> [Exercise tasks]
#1 Answer these questions using the essay on fitness and cancer below.
(a) What stage of melanoma was the writer diagnosed with?
(b) Which two abilities did the brain tumour affect?
(c) Before cancer, what was fitness not about for the writer?
#2 Proceed with the essay on fitness and cancer below, writing on from its final sentence in the same first-person voice.

> [Excerpt]
------------------------------------

What If I Hadn’t Been Fit?

How a Sedentary Lifestyle Could Have Changed My Cancer Journey

I think about this often:

 

What if I hadn’t been fit when I was diagnosed?

When I was told I had stage 4 melanoma—with a brain tumour that had already spread—I wasn’t just fighting for my life, I was fighting to keep my body working. And it hit me hard: if I hadn’t already built a foundation of fitness, I don’t know how I would’ve coped.

A sedentary lifestyle might have changed everything.

Before the Diagnosis: Fitness Was Just My Life

Before cancer, I was active. Fitness wasn’t about chasing a certain look—it was my lifestyle. I trained consistently, moved daily, and valued what my body could do. I didn’t know it at the time, but I was quietly building the resilience I’d one day need.

 

My strength wasn’t just physical—it was mental. It was routine. It was habit. And when everything changed, those things were already in place.

Being fit before cancer gave me an edge
Being fit before cancer gave me an edge

When Cancer Hit: Fitness Became My Lifeline

Treatment was brutal. The brain tumour affected my coordination and speech.

 

The drugs were aggressive. My body was under siege. But even in the worst moments, I had something to fall back on—my fitness.

------------------------------------

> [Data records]
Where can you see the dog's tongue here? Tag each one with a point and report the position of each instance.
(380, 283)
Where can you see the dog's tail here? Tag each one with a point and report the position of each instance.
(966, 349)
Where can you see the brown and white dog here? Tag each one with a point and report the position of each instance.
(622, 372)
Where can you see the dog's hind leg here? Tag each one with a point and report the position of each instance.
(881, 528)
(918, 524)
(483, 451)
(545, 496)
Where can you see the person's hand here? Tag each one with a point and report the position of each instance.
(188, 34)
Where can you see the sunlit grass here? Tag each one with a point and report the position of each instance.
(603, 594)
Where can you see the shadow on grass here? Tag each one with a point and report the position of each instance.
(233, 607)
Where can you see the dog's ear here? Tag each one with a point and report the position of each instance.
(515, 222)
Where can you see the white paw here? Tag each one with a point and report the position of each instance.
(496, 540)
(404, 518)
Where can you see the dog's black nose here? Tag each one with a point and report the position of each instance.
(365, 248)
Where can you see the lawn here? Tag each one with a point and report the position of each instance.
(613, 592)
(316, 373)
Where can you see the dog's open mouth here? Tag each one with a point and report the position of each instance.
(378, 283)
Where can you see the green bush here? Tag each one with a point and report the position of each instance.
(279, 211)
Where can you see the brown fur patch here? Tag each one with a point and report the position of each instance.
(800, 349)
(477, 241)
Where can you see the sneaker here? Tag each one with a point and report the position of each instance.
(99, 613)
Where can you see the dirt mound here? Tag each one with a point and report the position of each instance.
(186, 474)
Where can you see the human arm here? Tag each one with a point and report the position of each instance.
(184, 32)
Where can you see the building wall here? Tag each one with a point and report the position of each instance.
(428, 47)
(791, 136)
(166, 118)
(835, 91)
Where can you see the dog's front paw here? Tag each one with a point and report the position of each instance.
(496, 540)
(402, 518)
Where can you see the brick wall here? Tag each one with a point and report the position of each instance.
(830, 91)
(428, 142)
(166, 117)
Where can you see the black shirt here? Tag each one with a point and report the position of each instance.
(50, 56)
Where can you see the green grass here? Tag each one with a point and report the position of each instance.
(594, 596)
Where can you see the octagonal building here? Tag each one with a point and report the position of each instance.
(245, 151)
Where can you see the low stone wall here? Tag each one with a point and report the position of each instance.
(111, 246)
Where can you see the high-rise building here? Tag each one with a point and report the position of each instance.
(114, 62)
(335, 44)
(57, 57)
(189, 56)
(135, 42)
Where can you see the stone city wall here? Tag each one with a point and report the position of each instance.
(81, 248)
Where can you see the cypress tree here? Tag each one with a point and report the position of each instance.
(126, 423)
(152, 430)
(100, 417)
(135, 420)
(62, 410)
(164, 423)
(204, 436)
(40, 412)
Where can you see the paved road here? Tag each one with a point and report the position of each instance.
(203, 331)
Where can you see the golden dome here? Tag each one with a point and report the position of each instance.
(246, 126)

------------------------------------

> [Answers for the tasks]
#1
(a) Stage 4.
(b) Coordination and speech.
(c) Chasing a certain look.

#2
Because I’d been strong before, I could walk again after brain surgery.

 

Because I’d built endurance, I could handle fatigue better.

Because I was used to moving, I had the confidence to start again—even if that meant five minutes on a bike with tears streaming down my face.

 

Fitness gave me a way back to myself. It didn’t cure the cancer, but it helped me fight.

What If I Hadn’t Been Fit?

 

It’s hard to imagine. Would I have had the mobility to walk again so soon?

Would I have had the strength to push through fatigue and brain fog?

Would I have had the hope that comes with moving your body—even when everything else feels like it’s falling apart?

If I’d been sedentary, I would’ve been starting from zero. And during treatment, there isn’t always time to build from the ground up. Your body is already being pushed to its limits—you need every bit of strength you can bring into that fight.

This Isn’t About Fear. It’s About Readiness.

 

I’m not here to scare anyone. I’m here to say this:

 

Movement is preparation.

 

Not just for weight loss, not just for stress relief, not even just for better sleep. It’s preparation for the unexpected—for illness, for recovery, for whatever life throws your way.

 

“And you don’t have to become a gym warrior to start.
Walk around the block. Do five minutes of stretching. Try one squat.”


Do it not because something might go wrong—but because your body deserves to be ready for whatever comes next.

Fitness helped me survive. It helped me recover. And now, it’s helping me thrive.